Input for this task>

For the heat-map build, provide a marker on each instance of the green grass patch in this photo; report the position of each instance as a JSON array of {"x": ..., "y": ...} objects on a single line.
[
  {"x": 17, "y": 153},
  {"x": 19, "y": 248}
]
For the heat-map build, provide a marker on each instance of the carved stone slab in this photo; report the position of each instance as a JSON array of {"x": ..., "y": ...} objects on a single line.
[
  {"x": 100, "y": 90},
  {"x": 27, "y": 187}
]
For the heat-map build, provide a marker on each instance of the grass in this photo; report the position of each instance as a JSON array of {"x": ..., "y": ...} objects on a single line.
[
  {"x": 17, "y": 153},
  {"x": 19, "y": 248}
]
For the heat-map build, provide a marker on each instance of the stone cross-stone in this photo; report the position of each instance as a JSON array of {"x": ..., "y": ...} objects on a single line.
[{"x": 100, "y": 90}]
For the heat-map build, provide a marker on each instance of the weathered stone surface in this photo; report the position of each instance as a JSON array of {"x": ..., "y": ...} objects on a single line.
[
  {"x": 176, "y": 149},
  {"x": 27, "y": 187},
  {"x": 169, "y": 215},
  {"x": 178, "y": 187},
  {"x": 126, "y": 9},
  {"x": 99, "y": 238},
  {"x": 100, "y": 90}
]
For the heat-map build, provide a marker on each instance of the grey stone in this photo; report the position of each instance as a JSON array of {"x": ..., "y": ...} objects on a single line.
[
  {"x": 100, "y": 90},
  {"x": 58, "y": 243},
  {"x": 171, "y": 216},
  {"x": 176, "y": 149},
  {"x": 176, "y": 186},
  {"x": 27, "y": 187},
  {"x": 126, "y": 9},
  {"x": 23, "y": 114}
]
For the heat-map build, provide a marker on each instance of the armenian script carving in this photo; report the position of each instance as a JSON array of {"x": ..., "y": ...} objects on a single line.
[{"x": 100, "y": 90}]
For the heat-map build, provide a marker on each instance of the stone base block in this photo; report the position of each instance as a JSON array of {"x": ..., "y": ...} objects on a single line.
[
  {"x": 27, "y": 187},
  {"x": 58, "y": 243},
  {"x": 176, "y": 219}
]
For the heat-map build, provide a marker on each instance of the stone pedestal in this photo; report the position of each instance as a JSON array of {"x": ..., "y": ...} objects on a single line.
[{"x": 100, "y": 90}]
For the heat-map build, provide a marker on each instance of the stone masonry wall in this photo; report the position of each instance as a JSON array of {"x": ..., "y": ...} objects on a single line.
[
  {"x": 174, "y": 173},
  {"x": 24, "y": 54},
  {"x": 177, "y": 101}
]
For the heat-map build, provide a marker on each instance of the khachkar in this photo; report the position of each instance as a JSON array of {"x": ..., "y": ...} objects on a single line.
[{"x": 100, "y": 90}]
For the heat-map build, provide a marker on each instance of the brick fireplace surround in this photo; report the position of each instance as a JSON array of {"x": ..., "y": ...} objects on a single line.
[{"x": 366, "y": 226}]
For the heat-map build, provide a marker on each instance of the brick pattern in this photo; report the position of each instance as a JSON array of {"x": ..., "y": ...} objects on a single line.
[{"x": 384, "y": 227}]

Short exercise> Reproduce all of the records above, renaming "heat-map build" to "coverage map" wherever it occurs and leaving everything else unchanged.

Worked answer>
For the coverage map, provide a marker on each instance of the green grass patch in this photo; report the position of each instance as a JSON array of {"x": ..., "y": ...} objects on a single line.
[
  {"x": 17, "y": 153},
  {"x": 19, "y": 248}
]
For the coverage map, provide a marker on each instance of the carved stone slab in this photo; report the position of each instance as a JSON array of {"x": ..., "y": ...} objects on a single line.
[
  {"x": 100, "y": 90},
  {"x": 27, "y": 187}
]
For the coverage map, provide a marker on each instance of the grass in this photo; report the position of each instance as a JSON array of {"x": ..., "y": ...} objects on a single line.
[
  {"x": 17, "y": 153},
  {"x": 19, "y": 248}
]
For the coverage map, provide a marker on each instance of the stone cross-stone in this photo; report the position of each instance as a JSON array of {"x": ..., "y": ...} objects on a single line.
[{"x": 100, "y": 90}]
For the coverage map, provide a marker on each instance of the weathered stone surface in this photo; report the position of each instance as a JSON array of {"x": ..., "y": ...} objects on a single line.
[
  {"x": 176, "y": 149},
  {"x": 27, "y": 187},
  {"x": 169, "y": 215},
  {"x": 178, "y": 187},
  {"x": 126, "y": 9},
  {"x": 99, "y": 238},
  {"x": 100, "y": 90}
]
For the coverage map, provide a marker on each instance of the grey stone in this photo; report the position of each instance as a JSON array of {"x": ..., "y": ...} objects on a single line.
[
  {"x": 100, "y": 90},
  {"x": 58, "y": 243},
  {"x": 171, "y": 216},
  {"x": 176, "y": 149},
  {"x": 176, "y": 186},
  {"x": 27, "y": 187},
  {"x": 126, "y": 9},
  {"x": 23, "y": 114}
]
For the coverage map, provide a marker on each instance of the armenian script carving in this photo; report the position of each instance as a JSON array of {"x": ..., "y": ...} objects on a single line.
[{"x": 100, "y": 90}]
For the coverage map, provide a marker on each instance of the stone base block in this photo; report the position of each instance as a JSON array of {"x": ..., "y": ...} objects on a single line.
[
  {"x": 27, "y": 187},
  {"x": 58, "y": 243},
  {"x": 176, "y": 219}
]
For the coverage map, provide a marker on each instance of the stone pedestal in this photo; report the position of each instance as a JSON array of {"x": ..., "y": ...} objects on a single line.
[{"x": 100, "y": 90}]
For the coverage map, provide a marker on each instance of the stone masonry wall in this photo; report the position of each instance as a JSON array of {"x": ..., "y": ...} objects on a single line.
[
  {"x": 174, "y": 173},
  {"x": 24, "y": 54},
  {"x": 177, "y": 101}
]
For the coverage map, provide a marker on each instance of the khachkar in this photo; report the position of each instance as a JSON array of {"x": ..., "y": ...} objects on a single line.
[{"x": 100, "y": 90}]
For the coverage map, provide a marker on each instance of the brick fireplace surround in this photo; report the position of each instance as a JSON array of {"x": ..., "y": ...} objects on a single line.
[{"x": 366, "y": 226}]
For the coverage map, provide a marker on each instance of the brick pattern in this photo; report the position of each instance as a JSON array of {"x": ..., "y": ...} objects on a single line.
[{"x": 384, "y": 227}]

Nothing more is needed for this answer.